The first arrangement of the night was Starwing And Lylat Wars (Space Suite), arranged by famed animation and video game composer Shiro Hamaguchi. Hamaguchi’s arrangement made extensive use of the State Choir LATVIJA to represent the dramatic space battles found in the video game series. The original music was composed by Hajime Hirasawa and Koji Kondo. The Super Mario Bros. (Retro Suite) featured songs from most mainline Mario video games, excluding the Galaxy games, and was arranged by Roger Wanamo. His arrangement made use of light tone, emphasizing the jovial nature of the Mario games. Wanamo also made use of the layering technique that he introduced in his Chrono Trigger\Cross arrangement from the Symphonic Fantasies event. The music featured in this arrangement was composed by Koji Kondo.

++++++++

*Challenges:*
a: List every person named in the text about the concert arrangements.
b: Continue the text about the concert arrangements from its final sentence.
The data has no connection to the text about the concert arrangements.

*Data listing:*
++++++++

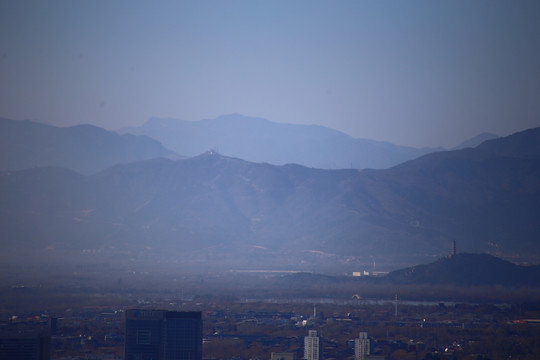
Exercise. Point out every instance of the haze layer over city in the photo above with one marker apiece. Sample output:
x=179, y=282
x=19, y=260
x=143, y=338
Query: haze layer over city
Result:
x=247, y=163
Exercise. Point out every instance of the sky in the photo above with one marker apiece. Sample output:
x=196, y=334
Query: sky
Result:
x=417, y=73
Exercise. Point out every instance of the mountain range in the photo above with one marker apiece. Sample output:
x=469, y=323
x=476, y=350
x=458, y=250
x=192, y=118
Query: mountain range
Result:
x=215, y=210
x=259, y=140
x=86, y=149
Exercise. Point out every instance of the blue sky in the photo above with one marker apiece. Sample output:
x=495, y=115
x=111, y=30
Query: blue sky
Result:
x=420, y=73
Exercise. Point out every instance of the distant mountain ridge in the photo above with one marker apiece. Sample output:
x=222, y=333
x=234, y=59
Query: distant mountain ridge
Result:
x=86, y=149
x=213, y=209
x=259, y=140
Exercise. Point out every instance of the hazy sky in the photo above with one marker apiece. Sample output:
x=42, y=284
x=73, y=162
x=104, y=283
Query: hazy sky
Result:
x=421, y=73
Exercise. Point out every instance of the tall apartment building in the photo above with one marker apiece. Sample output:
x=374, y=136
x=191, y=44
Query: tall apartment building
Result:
x=312, y=346
x=163, y=335
x=25, y=344
x=361, y=346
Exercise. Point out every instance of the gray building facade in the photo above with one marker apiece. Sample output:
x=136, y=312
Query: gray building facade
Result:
x=163, y=335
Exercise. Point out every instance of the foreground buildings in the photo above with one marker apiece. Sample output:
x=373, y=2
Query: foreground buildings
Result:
x=163, y=335
x=312, y=346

++++++++

*The answers:*
a: Shiro Hamaguchi, Hajime Hirasawa, Koji Kondo, Roger Wanamo

b:
Shiro Hamaguchi offered his second arrangement of the night with F-Zero (Race Suite). Unlike the games, which feature a very fast-paced hard rock and metal style soundtrack, Hamaguchi’s arrangements significantly slowed down the source material and emphasized the drama and danger of the fast futuristic race he set out to depict. Prior to the orchestra’s performance, Rony Barrak performed a Darbuka solo in order to create the atmosphere of tension prior to the race, and joined the orchestra along the main melodic parts. Torsten Rasch offered the most unconventional arrangement to Symphonic Legends, by mixing original composition and abstract dark arrangement in the Super Metroid (Galactic Warrior Suite). This was done in order to tell explore and communicate Samus Aran’s inner chaos as a space warrior, and only provided a melodic triumph at the very end. The original music was composed by Kenji Yamamoto and Minako Hamano.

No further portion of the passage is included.